── Extrait de page

La première mesure prise fut d’exproprier provisoirement une rangée de claims sur deux pour établir une servitude de passage. Sur ces espèces de routes, chaque mineur installa son treuil, sa poulie et son câble destinés à remonter la roche abattue. Mais, bientôt, les excavations s’approfondissant, les talus recommencèrent à s’ébouler et l’on creusa les routes dans la partie centrale jusqu’à ce que les pentes devinssent impraticables pour les charrois. Enfin, au bout de trois ans, en 1873, on abandonna les routes intermédiaires, et c’est sur le bord d’un immense cratère que l’on installa 1 600 câbles aériens communiquant avec le fond des 1 600 claims. A cette époque, le trou de Kimberley ressemblait à quelque ville en ruine, vue d’en haut sous un éclairage lunaire et, sur les parois sombres du gouffre, les câbles dessinaient la plus bizarre toile d’araignée.

────

__Exercice proposé__
D'après l'extrait sur la mine de Kimberley, combien de câbles aériens installa-t-on en 1873 au bord du cratère ? Ces données n'ont aucun rapport avec l'extrait.

── Données

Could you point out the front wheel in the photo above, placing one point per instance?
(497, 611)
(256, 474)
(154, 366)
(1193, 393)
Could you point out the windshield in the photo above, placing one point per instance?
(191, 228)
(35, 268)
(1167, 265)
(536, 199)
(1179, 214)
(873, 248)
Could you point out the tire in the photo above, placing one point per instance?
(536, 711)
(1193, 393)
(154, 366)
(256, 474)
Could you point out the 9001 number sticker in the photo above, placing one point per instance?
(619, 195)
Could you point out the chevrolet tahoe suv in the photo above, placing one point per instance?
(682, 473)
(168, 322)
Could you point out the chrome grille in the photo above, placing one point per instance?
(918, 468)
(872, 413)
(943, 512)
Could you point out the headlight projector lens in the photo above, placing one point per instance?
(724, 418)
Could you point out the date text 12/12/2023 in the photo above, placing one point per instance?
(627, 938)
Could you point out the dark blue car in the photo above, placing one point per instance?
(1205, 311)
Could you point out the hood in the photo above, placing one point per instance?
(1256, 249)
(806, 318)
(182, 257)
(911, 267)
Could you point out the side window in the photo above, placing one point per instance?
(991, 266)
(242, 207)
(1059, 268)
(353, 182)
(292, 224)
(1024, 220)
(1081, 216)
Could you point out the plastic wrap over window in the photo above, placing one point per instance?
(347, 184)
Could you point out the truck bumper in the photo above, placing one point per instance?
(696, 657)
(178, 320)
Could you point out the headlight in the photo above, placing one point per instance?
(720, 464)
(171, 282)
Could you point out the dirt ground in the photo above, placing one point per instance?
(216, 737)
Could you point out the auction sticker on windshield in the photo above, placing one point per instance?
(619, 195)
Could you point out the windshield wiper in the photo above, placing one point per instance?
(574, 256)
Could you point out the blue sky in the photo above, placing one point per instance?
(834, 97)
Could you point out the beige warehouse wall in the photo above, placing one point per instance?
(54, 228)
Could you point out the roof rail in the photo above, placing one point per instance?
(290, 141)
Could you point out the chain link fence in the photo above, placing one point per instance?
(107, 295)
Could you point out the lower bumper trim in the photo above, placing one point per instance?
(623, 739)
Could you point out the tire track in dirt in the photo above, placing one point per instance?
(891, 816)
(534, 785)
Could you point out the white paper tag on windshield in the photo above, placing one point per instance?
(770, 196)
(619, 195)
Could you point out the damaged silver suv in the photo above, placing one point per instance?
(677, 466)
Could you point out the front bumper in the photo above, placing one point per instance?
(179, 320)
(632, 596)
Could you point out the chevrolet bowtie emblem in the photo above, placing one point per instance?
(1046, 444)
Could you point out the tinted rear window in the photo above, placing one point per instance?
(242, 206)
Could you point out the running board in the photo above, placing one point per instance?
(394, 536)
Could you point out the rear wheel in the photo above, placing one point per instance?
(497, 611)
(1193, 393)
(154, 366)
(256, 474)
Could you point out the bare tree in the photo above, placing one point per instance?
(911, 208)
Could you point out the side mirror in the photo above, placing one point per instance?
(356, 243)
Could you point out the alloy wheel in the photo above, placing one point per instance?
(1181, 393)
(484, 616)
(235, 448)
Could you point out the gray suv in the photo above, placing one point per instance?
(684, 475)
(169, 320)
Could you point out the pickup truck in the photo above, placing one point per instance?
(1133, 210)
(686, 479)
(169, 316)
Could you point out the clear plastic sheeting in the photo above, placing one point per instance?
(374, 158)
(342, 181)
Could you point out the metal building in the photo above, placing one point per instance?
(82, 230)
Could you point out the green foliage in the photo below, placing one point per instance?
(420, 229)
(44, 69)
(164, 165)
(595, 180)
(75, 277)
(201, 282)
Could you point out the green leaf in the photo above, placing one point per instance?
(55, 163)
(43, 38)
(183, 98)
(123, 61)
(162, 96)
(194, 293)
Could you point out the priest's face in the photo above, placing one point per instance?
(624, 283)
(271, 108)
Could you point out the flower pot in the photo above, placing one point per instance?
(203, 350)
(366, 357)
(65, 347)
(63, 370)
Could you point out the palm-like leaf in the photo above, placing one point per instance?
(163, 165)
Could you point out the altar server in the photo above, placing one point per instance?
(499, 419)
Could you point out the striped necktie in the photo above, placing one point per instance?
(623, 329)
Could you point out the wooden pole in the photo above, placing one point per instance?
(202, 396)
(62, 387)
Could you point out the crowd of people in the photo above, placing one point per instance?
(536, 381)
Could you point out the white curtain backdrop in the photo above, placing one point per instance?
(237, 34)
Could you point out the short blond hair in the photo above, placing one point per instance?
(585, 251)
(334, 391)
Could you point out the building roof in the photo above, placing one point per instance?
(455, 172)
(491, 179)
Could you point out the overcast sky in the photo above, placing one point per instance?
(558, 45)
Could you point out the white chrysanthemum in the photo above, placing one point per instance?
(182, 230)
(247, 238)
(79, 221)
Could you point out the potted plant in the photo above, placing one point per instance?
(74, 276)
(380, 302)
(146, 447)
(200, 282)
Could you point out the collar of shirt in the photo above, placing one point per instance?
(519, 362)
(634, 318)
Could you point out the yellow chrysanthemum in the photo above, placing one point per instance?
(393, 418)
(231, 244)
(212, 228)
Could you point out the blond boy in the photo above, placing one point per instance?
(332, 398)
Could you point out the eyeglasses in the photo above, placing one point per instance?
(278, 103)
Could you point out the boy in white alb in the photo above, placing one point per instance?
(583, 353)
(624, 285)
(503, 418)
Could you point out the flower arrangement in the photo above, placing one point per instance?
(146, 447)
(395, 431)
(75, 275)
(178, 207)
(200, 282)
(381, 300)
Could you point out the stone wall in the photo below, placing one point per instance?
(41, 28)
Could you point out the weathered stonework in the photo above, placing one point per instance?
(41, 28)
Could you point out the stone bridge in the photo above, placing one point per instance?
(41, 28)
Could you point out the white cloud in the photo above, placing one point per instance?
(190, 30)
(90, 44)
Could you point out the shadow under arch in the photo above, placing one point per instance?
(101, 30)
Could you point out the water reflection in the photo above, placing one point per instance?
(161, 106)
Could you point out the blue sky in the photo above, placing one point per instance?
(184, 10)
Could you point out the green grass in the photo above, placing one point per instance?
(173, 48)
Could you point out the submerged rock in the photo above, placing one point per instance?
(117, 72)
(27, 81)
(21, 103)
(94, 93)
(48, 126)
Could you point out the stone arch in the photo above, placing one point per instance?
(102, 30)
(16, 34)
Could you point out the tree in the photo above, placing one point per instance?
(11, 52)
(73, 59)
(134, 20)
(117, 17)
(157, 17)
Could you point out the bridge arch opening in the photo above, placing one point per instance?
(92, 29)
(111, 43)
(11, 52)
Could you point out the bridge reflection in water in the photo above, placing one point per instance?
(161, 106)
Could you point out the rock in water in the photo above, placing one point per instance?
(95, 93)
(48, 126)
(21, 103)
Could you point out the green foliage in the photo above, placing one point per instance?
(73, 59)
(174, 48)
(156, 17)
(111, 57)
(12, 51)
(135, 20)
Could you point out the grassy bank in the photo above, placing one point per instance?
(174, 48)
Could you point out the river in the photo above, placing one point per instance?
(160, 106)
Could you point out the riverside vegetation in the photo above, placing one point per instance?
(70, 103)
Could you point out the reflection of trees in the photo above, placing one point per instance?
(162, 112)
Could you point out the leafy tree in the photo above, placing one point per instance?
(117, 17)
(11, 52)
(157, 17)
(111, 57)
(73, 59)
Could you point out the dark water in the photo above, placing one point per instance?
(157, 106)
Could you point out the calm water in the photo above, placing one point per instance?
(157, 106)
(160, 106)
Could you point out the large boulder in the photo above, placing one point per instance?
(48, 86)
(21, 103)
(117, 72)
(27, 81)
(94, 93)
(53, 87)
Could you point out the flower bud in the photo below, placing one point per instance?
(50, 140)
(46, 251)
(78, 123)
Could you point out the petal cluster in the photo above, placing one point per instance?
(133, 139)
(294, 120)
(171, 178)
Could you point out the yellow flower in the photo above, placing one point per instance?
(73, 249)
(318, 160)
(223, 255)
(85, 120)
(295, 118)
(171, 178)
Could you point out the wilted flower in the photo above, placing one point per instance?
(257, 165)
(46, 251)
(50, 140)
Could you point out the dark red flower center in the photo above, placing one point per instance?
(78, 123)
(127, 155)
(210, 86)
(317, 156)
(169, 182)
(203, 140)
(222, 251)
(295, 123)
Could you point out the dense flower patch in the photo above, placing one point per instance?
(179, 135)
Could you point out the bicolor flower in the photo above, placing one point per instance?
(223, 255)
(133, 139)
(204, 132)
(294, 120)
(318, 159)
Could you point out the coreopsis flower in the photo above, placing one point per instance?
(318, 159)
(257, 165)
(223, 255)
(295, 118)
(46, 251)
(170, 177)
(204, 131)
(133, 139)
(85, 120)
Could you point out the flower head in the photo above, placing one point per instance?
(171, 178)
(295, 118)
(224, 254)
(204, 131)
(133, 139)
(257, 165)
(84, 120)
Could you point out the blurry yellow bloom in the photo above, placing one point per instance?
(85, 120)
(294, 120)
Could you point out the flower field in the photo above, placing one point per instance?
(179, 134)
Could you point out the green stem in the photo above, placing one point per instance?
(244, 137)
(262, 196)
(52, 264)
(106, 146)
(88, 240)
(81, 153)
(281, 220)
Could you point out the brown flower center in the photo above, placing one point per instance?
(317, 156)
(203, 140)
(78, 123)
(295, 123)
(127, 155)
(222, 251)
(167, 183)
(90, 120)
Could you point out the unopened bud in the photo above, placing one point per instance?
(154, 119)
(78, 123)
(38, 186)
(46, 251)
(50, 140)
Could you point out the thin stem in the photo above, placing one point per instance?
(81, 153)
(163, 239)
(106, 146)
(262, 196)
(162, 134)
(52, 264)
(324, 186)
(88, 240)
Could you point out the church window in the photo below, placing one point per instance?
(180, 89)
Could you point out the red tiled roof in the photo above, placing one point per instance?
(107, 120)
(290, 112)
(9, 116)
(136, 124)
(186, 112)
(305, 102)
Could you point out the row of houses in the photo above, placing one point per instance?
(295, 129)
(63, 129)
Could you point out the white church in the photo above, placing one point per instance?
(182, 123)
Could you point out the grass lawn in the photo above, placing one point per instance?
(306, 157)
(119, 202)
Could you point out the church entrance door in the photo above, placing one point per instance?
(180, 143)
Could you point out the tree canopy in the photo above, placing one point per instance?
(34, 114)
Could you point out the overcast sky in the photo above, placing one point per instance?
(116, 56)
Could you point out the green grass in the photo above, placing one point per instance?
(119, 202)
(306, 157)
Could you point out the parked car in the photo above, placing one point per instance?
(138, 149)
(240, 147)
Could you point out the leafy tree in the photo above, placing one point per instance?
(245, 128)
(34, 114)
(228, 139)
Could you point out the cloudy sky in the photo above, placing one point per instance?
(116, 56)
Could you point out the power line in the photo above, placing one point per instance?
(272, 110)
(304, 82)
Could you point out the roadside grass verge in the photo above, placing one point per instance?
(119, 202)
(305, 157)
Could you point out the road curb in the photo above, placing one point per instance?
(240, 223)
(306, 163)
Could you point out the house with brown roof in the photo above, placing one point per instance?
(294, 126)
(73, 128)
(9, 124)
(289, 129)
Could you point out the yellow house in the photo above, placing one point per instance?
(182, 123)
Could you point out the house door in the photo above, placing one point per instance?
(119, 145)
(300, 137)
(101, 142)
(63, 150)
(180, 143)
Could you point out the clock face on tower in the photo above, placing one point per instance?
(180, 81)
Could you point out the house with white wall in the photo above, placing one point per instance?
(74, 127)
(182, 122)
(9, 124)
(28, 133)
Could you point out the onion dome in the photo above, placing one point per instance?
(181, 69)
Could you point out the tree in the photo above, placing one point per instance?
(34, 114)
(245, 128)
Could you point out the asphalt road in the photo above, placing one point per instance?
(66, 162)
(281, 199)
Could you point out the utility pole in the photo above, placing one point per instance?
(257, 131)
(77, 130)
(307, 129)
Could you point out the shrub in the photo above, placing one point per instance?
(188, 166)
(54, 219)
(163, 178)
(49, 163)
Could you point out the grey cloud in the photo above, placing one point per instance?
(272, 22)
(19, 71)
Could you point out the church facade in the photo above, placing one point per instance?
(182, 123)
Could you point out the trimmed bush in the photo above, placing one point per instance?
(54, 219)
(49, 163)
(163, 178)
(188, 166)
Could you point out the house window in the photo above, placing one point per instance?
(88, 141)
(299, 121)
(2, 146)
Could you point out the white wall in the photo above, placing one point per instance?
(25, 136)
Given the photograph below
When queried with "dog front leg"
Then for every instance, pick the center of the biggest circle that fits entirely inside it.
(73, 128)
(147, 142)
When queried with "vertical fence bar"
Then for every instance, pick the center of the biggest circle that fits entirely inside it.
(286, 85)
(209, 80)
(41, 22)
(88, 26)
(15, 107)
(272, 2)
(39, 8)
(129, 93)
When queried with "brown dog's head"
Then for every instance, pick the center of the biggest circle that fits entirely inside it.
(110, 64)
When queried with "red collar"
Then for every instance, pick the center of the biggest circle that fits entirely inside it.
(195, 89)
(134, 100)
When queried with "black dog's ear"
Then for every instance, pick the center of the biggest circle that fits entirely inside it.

────

__Réponse attendue__
1 600 câbles aériens, reliés au fond des 1 600 claims.